Image-grounded pointing data
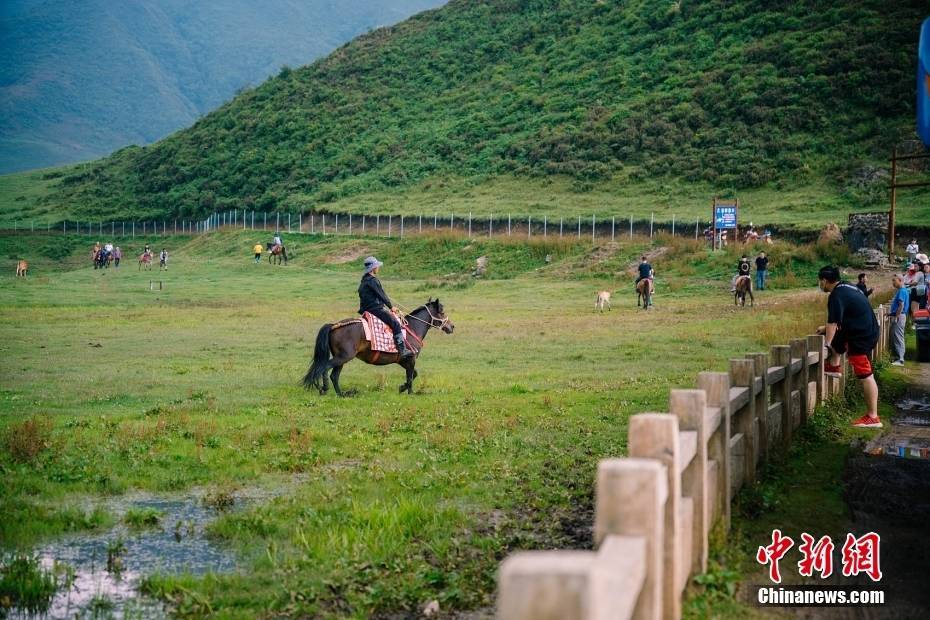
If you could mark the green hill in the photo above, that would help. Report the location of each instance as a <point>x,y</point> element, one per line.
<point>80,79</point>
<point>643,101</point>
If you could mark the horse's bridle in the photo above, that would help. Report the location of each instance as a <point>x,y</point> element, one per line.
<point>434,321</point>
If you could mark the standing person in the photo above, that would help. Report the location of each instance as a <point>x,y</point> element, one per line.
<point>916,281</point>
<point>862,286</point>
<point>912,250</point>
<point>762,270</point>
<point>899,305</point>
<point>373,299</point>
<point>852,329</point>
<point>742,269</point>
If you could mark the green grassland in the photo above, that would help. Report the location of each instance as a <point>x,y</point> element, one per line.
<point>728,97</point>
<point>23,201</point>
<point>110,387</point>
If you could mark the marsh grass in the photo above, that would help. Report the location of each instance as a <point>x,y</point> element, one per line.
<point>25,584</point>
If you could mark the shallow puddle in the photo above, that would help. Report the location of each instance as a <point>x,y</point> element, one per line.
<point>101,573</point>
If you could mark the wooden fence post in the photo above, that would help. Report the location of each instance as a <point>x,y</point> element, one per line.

**WHAT THIS TASK INVOLVES**
Word for word, restate the lines from the one holding "If you could mark the shallow" to the last line of the records.

**REPLY TO THE TASK**
If you could mark the shallow puddle in the photo above, that would help. Report the location of each instance as a <point>x,y</point> element, one per line.
<point>101,573</point>
If you could mark the wooden fence post in the photo above, that would help. Report the location of each instance as a <point>x,y</point> element, one per line.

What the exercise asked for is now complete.